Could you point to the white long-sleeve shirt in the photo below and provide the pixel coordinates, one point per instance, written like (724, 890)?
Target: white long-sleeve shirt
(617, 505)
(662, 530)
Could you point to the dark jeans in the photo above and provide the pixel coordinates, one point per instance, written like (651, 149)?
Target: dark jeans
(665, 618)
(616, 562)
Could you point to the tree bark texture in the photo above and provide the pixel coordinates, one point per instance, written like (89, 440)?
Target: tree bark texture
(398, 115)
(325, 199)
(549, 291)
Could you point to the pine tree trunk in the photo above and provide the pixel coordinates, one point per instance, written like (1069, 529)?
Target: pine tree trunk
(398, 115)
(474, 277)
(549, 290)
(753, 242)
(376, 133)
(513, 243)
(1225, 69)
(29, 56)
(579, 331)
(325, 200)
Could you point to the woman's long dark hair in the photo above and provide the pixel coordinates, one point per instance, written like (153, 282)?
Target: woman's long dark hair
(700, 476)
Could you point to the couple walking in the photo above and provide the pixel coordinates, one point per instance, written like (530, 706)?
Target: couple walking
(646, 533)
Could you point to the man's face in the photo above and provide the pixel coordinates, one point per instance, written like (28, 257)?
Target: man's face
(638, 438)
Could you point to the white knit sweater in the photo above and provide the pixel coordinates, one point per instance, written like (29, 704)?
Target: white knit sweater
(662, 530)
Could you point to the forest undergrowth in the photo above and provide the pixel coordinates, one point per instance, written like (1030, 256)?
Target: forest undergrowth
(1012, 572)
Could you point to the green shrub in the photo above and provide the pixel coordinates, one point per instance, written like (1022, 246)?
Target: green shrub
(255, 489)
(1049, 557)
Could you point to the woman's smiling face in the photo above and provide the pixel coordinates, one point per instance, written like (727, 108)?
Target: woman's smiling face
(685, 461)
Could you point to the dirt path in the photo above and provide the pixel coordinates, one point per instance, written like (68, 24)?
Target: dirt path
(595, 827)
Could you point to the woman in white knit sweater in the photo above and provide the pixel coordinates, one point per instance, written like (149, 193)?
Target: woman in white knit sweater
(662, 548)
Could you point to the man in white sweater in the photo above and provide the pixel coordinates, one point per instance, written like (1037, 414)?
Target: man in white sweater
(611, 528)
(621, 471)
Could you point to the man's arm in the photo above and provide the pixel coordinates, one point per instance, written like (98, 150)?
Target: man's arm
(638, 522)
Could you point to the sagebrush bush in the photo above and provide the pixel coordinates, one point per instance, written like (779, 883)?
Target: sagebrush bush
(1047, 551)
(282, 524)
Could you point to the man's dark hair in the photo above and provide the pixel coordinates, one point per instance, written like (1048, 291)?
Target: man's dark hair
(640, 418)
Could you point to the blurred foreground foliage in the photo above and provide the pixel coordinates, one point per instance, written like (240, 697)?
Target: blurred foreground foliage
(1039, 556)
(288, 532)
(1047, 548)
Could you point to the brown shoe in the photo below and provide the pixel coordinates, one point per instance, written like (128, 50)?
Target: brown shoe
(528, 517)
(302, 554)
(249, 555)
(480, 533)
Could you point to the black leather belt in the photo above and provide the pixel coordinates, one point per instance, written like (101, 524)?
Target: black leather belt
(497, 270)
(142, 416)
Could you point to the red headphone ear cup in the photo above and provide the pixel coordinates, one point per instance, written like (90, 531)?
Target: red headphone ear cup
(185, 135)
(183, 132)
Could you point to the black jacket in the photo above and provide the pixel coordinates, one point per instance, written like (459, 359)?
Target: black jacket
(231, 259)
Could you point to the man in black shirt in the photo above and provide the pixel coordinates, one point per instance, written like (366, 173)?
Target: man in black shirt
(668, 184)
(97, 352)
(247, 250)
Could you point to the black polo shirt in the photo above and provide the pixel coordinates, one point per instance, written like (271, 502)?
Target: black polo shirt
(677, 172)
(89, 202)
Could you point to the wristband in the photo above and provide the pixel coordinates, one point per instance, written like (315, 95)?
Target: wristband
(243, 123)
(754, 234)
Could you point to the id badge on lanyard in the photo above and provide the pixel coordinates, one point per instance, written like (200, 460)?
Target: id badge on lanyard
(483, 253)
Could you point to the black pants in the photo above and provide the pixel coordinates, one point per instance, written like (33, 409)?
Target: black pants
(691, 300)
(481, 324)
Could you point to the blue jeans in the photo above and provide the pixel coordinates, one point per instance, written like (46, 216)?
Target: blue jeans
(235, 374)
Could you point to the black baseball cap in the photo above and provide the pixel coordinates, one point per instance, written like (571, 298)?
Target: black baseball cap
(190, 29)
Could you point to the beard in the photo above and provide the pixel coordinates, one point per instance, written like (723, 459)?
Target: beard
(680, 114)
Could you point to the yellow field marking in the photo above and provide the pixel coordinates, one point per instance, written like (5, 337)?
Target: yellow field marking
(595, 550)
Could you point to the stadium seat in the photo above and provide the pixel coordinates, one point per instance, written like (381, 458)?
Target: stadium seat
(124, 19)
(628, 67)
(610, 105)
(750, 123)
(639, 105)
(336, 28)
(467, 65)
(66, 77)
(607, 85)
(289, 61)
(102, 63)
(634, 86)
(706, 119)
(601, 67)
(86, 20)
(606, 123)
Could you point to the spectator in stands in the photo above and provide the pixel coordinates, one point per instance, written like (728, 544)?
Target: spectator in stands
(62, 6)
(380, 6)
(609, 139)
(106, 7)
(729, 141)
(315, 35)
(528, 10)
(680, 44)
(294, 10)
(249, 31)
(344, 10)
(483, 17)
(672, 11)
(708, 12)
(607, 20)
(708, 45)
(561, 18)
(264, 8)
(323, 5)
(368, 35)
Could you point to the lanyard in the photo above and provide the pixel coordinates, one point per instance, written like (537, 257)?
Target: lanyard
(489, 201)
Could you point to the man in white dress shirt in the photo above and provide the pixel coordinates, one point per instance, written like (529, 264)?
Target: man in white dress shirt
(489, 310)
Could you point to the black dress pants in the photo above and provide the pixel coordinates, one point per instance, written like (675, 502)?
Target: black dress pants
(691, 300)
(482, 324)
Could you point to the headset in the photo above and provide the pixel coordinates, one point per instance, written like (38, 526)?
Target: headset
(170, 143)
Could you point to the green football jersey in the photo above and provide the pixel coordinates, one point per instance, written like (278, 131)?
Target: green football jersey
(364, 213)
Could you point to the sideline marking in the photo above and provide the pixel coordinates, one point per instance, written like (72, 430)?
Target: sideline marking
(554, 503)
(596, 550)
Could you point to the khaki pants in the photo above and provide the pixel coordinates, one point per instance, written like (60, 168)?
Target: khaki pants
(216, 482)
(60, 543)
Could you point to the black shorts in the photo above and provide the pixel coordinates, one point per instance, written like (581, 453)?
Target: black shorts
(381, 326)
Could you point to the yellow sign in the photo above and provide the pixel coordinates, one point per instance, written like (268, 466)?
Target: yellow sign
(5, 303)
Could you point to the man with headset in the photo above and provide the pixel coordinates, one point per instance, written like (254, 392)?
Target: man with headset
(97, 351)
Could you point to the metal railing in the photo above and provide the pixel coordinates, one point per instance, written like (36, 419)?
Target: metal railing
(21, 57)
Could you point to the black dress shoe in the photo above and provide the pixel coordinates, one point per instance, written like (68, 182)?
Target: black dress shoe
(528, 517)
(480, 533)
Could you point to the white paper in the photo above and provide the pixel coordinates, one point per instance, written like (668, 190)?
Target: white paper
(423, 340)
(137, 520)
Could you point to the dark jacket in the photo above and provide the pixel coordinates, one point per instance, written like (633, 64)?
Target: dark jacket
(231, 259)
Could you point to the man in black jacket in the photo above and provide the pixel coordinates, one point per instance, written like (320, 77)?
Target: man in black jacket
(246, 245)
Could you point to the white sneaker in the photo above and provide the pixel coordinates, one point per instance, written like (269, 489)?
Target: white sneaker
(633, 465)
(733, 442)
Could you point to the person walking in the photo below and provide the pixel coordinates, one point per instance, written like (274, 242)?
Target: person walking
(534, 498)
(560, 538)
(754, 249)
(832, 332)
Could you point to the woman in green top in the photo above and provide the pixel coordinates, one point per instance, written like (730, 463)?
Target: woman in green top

+++

• What is expected
Convert the data, starting at its beginning and ending at the line containing "(1049, 557)", into a two-column CSV with the columns "prompt" and "points". Each row should hold one "prompt" value and its matching "points" value, each in a single quoted field with line breaks replaced by spaces.

• Exercise response
prompt,points
"Could you point to the white long-sleeve shirt in the photo below and provide the pixel coordinates, one point per instance, written like (724, 890)? Target: white long-sleeve shirt","(617, 505) (662, 530)"
"Could you point to the dark jeans in the photo above and provide the pixel coordinates, one point per instance, written like (651, 149)? Target: dark jeans","(665, 618) (616, 562)"
"Could you point to the tree bark texture in the photo above and provide the pixel coordinates, one point per instance, written like (89, 440)? Target: tree bark texture","(398, 115) (325, 199) (549, 291)"
"Could you point to the pine tree trunk in the photo above and provide the pixel coordinates, one point per instance, written like (1069, 529)? Target: pine tree trunk","(398, 115) (474, 277) (549, 290) (753, 242) (376, 133) (513, 243) (1225, 69) (29, 56) (579, 331) (325, 200)"
"Could you point to the woman's long dark hair in the photo above and provide the pixel coordinates, one point per instance, written like (153, 282)? Target: woman's long dark hair","(700, 476)"
"Could you point to the couple walking in the photo above and provide the pixel coordinates, one point per instance, written like (530, 706)? Target: couple walking","(646, 533)"
"Could you point to the man's face in the photo above and provide the pixel coordinates, one point per instance, written like (28, 257)? Target: man's face","(638, 438)"
"Could you point to the white knit sweater in the photo above and provide the pixel coordinates, one point per instance, written like (29, 704)? Target: white knit sweater","(662, 530)"
"Could you point to the forest undergrowth in the photo above and provide the pixel coordinates, one point per instance, written like (1030, 256)? Target: forest undergrowth","(1012, 572)"
"Could you point to the green shrub in the photo above and provide the pixel coordinates, one point per instance, written like (1022, 246)? Target: green shrub","(255, 489) (1049, 557)"